◆ Exercise details
Return all lines from the entries below in which the word "cloud" is present.

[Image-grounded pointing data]
———

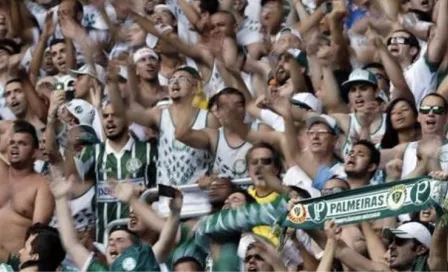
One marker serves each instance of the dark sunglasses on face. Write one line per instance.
(300, 105)
(334, 190)
(264, 161)
(255, 256)
(439, 110)
(399, 40)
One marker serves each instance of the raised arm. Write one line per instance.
(72, 245)
(437, 45)
(167, 238)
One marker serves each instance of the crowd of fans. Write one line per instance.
(126, 123)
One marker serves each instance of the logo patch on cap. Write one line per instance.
(129, 264)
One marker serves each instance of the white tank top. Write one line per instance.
(410, 158)
(230, 161)
(355, 129)
(179, 164)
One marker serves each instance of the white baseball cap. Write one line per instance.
(412, 230)
(82, 110)
(308, 100)
(151, 40)
(143, 53)
(99, 72)
(330, 122)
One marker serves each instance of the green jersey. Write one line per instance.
(135, 162)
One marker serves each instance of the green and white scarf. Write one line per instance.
(367, 203)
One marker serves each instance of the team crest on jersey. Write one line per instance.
(129, 264)
(133, 165)
(444, 156)
(179, 146)
(239, 166)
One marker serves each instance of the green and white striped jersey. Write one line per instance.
(136, 162)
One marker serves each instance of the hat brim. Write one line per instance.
(349, 83)
(318, 119)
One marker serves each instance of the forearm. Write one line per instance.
(149, 217)
(167, 239)
(326, 263)
(375, 246)
(437, 260)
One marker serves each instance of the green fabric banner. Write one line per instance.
(367, 203)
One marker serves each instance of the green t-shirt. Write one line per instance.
(421, 264)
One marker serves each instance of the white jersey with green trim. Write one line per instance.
(410, 158)
(135, 162)
(179, 164)
(230, 161)
(355, 130)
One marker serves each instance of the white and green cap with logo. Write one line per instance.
(360, 76)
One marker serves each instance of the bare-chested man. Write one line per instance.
(25, 196)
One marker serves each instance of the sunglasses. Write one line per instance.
(264, 161)
(439, 110)
(300, 105)
(334, 190)
(255, 256)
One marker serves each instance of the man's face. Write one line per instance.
(261, 159)
(163, 17)
(16, 99)
(222, 25)
(235, 201)
(320, 139)
(26, 253)
(219, 190)
(181, 84)
(423, 5)
(401, 51)
(272, 14)
(253, 262)
(360, 94)
(148, 68)
(381, 78)
(3, 24)
(59, 57)
(4, 59)
(231, 103)
(82, 85)
(21, 151)
(118, 242)
(239, 5)
(114, 125)
(432, 122)
(283, 71)
(357, 163)
(136, 36)
(401, 254)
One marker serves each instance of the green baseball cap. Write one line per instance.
(139, 257)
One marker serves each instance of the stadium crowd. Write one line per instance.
(210, 135)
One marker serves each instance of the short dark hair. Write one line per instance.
(135, 239)
(210, 6)
(230, 91)
(21, 126)
(445, 104)
(53, 42)
(189, 259)
(375, 155)
(276, 155)
(47, 244)
(18, 80)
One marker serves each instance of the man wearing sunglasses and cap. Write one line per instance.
(420, 69)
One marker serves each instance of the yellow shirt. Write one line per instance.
(265, 231)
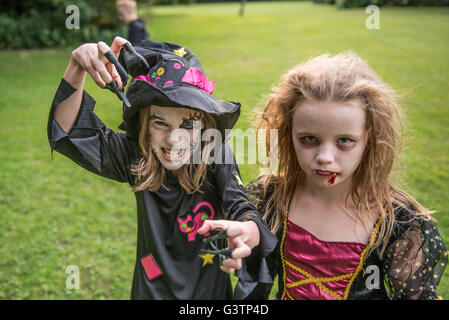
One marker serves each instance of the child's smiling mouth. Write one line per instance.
(330, 175)
(173, 155)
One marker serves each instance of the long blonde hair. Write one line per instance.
(149, 171)
(342, 77)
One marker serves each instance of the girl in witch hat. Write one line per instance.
(345, 231)
(179, 200)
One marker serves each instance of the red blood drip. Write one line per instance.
(331, 180)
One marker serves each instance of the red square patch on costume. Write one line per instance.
(151, 268)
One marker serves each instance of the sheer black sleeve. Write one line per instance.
(89, 143)
(415, 260)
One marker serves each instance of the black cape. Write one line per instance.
(168, 262)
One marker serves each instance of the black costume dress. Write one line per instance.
(168, 264)
(410, 267)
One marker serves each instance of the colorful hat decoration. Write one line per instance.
(175, 79)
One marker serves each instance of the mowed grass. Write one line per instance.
(54, 214)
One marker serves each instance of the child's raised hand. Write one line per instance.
(90, 57)
(242, 237)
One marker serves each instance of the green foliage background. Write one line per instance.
(54, 214)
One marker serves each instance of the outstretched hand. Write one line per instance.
(242, 237)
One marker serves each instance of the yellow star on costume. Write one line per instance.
(180, 52)
(207, 258)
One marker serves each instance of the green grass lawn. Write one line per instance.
(54, 214)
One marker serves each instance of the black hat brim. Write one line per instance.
(142, 94)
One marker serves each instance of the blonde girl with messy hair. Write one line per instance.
(344, 230)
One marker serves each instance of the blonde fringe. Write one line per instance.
(343, 77)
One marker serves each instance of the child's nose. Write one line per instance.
(325, 155)
(178, 137)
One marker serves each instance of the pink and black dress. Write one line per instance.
(311, 269)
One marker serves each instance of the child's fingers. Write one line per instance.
(227, 269)
(117, 45)
(240, 249)
(115, 76)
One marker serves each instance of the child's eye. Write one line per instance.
(309, 140)
(345, 141)
(187, 125)
(161, 124)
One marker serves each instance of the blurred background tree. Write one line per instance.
(30, 23)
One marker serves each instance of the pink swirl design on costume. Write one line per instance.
(191, 223)
(197, 78)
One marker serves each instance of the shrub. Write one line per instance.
(28, 24)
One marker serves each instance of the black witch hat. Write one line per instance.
(175, 78)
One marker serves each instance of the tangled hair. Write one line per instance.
(341, 78)
(149, 171)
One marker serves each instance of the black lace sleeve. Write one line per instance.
(415, 261)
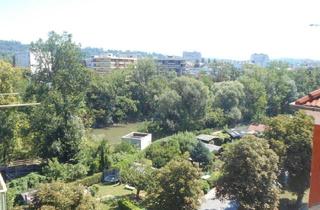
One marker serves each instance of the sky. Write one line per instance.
(231, 29)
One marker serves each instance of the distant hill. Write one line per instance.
(90, 51)
(9, 48)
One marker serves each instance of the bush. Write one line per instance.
(66, 172)
(215, 176)
(205, 187)
(90, 180)
(127, 205)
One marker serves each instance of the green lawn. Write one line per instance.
(289, 198)
(114, 133)
(108, 195)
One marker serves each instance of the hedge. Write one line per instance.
(127, 205)
(90, 180)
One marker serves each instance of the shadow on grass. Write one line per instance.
(112, 203)
(289, 204)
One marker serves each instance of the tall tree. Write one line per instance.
(59, 82)
(250, 174)
(295, 132)
(177, 186)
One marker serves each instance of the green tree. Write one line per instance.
(139, 176)
(202, 155)
(61, 196)
(249, 174)
(177, 186)
(295, 133)
(255, 99)
(222, 71)
(229, 97)
(59, 82)
(161, 152)
(183, 107)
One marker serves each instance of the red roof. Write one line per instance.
(257, 128)
(310, 100)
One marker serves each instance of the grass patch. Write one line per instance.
(113, 190)
(114, 133)
(287, 199)
(109, 194)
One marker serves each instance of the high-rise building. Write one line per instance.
(107, 63)
(260, 59)
(192, 56)
(176, 64)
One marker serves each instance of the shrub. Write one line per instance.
(205, 187)
(90, 180)
(127, 205)
(66, 172)
(215, 176)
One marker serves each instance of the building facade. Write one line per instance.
(140, 140)
(192, 56)
(172, 63)
(260, 59)
(107, 63)
(25, 60)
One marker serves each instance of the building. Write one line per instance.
(206, 138)
(260, 59)
(256, 129)
(107, 63)
(311, 106)
(192, 56)
(208, 142)
(176, 64)
(25, 60)
(3, 192)
(140, 140)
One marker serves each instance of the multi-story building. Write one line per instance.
(260, 59)
(107, 63)
(25, 60)
(140, 140)
(3, 191)
(192, 56)
(176, 64)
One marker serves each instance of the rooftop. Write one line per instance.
(136, 135)
(310, 101)
(205, 137)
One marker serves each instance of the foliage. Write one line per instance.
(66, 172)
(228, 97)
(61, 196)
(293, 134)
(59, 83)
(202, 155)
(127, 205)
(89, 180)
(249, 174)
(177, 185)
(182, 107)
(160, 153)
(139, 176)
(205, 187)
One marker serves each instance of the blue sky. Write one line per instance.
(217, 28)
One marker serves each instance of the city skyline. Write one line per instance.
(218, 29)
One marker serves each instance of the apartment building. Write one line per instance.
(176, 64)
(107, 63)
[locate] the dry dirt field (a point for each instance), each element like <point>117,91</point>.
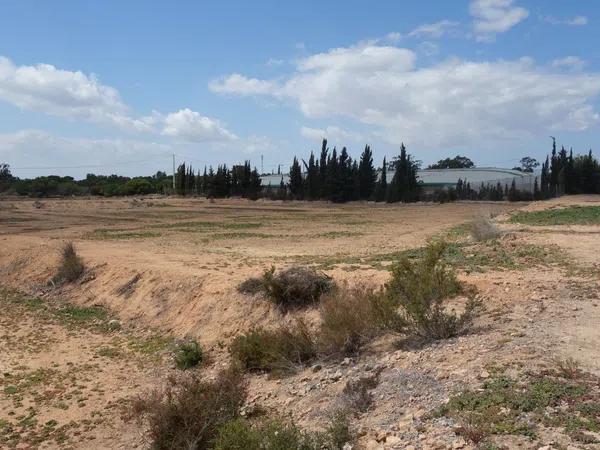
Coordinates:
<point>158,269</point>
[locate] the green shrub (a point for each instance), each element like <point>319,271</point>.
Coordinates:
<point>350,317</point>
<point>71,265</point>
<point>240,434</point>
<point>188,354</point>
<point>295,287</point>
<point>420,288</point>
<point>189,411</point>
<point>280,350</point>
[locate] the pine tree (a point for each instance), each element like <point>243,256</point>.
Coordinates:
<point>382,187</point>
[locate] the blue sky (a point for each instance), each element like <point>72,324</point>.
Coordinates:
<point>113,86</point>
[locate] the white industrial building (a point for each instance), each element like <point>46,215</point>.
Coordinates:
<point>445,178</point>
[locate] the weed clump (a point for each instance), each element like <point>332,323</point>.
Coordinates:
<point>483,229</point>
<point>275,435</point>
<point>188,354</point>
<point>350,317</point>
<point>279,351</point>
<point>71,265</point>
<point>189,411</point>
<point>295,287</point>
<point>420,289</point>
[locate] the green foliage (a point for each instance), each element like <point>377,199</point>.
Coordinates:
<point>509,406</point>
<point>188,354</point>
<point>71,265</point>
<point>241,434</point>
<point>278,351</point>
<point>295,287</point>
<point>189,411</point>
<point>350,317</point>
<point>574,215</point>
<point>421,287</point>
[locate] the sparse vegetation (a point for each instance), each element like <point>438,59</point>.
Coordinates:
<point>291,288</point>
<point>350,317</point>
<point>279,351</point>
<point>188,354</point>
<point>421,289</point>
<point>574,215</point>
<point>520,406</point>
<point>71,265</point>
<point>241,434</point>
<point>189,411</point>
<point>483,229</point>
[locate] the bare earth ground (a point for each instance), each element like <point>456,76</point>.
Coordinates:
<point>168,266</point>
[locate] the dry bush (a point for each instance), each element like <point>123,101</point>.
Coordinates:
<point>241,434</point>
<point>483,229</point>
<point>569,368</point>
<point>279,351</point>
<point>295,287</point>
<point>71,265</point>
<point>251,286</point>
<point>351,316</point>
<point>357,394</point>
<point>189,411</point>
<point>420,288</point>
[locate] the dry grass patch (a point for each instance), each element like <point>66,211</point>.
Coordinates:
<point>71,265</point>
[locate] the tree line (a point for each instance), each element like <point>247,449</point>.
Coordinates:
<point>333,176</point>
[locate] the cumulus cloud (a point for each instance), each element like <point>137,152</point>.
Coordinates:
<point>491,17</point>
<point>75,95</point>
<point>434,30</point>
<point>190,126</point>
<point>44,88</point>
<point>569,62</point>
<point>577,21</point>
<point>333,133</point>
<point>455,102</point>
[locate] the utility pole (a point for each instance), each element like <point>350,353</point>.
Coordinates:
<point>173,173</point>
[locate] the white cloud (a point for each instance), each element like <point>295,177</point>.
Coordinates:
<point>451,103</point>
<point>569,62</point>
<point>332,133</point>
<point>44,88</point>
<point>241,85</point>
<point>190,126</point>
<point>576,21</point>
<point>492,17</point>
<point>75,95</point>
<point>434,30</point>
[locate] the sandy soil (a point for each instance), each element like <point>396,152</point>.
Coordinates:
<point>190,254</point>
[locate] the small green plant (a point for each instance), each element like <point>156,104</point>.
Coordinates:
<point>71,265</point>
<point>240,434</point>
<point>188,354</point>
<point>189,411</point>
<point>295,287</point>
<point>279,351</point>
<point>350,317</point>
<point>420,289</point>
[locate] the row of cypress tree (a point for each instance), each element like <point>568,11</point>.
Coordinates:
<point>339,178</point>
<point>240,180</point>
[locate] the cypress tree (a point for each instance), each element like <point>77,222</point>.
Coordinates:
<point>367,176</point>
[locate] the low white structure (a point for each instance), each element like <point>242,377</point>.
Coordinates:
<point>445,178</point>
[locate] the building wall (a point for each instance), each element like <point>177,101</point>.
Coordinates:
<point>433,178</point>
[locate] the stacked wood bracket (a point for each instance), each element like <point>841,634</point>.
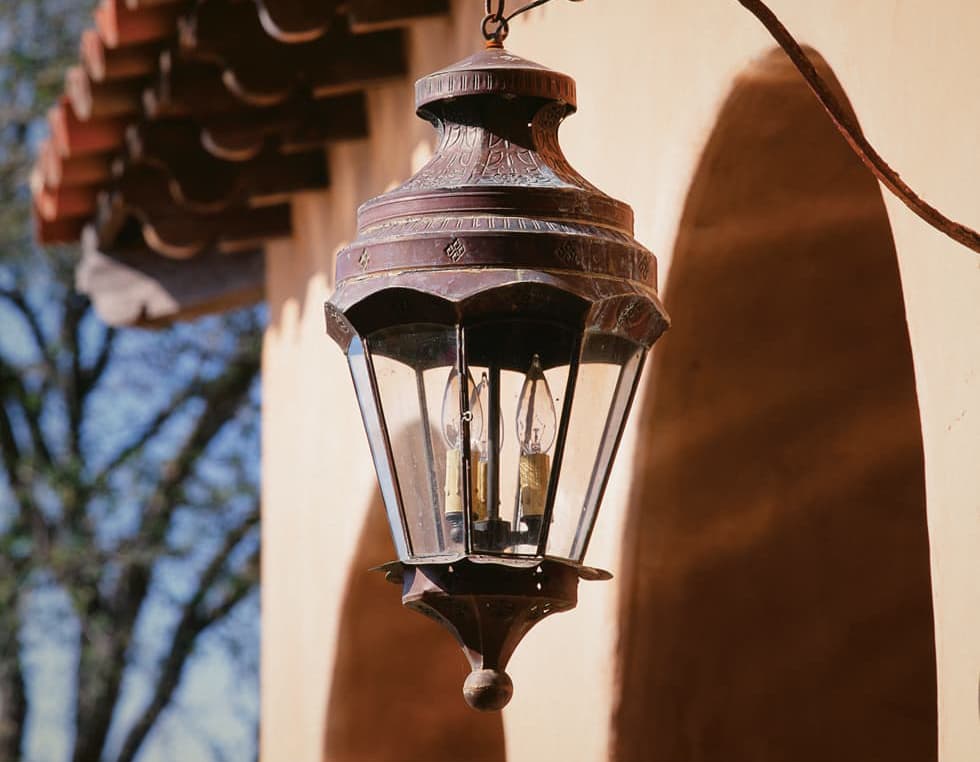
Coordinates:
<point>187,125</point>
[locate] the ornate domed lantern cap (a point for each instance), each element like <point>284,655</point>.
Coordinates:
<point>496,311</point>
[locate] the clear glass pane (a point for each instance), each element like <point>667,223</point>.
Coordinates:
<point>607,377</point>
<point>413,366</point>
<point>520,371</point>
<point>377,441</point>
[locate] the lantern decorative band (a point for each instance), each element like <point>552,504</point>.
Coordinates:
<point>495,310</point>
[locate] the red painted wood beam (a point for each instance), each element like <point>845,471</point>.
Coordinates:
<point>119,26</point>
<point>71,136</point>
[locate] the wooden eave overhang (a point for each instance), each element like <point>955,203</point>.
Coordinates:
<point>184,130</point>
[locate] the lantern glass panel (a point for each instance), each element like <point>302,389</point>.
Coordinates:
<point>415,372</point>
<point>607,376</point>
<point>521,373</point>
<point>361,375</point>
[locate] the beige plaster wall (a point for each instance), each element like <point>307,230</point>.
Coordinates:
<point>651,76</point>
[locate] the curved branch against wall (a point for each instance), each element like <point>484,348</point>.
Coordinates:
<point>776,602</point>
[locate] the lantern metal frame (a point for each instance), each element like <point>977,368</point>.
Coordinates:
<point>496,227</point>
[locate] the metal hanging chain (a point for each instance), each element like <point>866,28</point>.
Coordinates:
<point>845,124</point>
<point>502,20</point>
<point>848,127</point>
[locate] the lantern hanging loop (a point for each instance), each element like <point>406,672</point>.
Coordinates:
<point>499,34</point>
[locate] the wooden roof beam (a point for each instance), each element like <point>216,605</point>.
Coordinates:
<point>61,202</point>
<point>263,71</point>
<point>200,182</point>
<point>57,231</point>
<point>101,100</point>
<point>187,88</point>
<point>120,26</point>
<point>135,286</point>
<point>71,171</point>
<point>104,64</point>
<point>71,136</point>
<point>298,124</point>
<point>295,21</point>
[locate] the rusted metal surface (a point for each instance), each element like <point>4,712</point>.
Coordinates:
<point>489,608</point>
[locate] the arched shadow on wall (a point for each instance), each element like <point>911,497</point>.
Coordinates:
<point>397,683</point>
<point>777,601</point>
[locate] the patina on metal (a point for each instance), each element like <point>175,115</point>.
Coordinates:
<point>497,225</point>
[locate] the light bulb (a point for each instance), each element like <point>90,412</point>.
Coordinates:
<point>536,419</point>
<point>536,428</point>
<point>452,433</point>
<point>451,428</point>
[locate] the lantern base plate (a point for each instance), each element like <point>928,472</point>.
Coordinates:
<point>489,607</point>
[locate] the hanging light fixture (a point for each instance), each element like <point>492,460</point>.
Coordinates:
<point>495,311</point>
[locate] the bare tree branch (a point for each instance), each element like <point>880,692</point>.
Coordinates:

———

◆ Result
[locate] the cumulus cloud (a point for each instance), each element like <point>137,152</point>.
[locate] the white cloud (a point for each instance), each element like <point>295,177</point>.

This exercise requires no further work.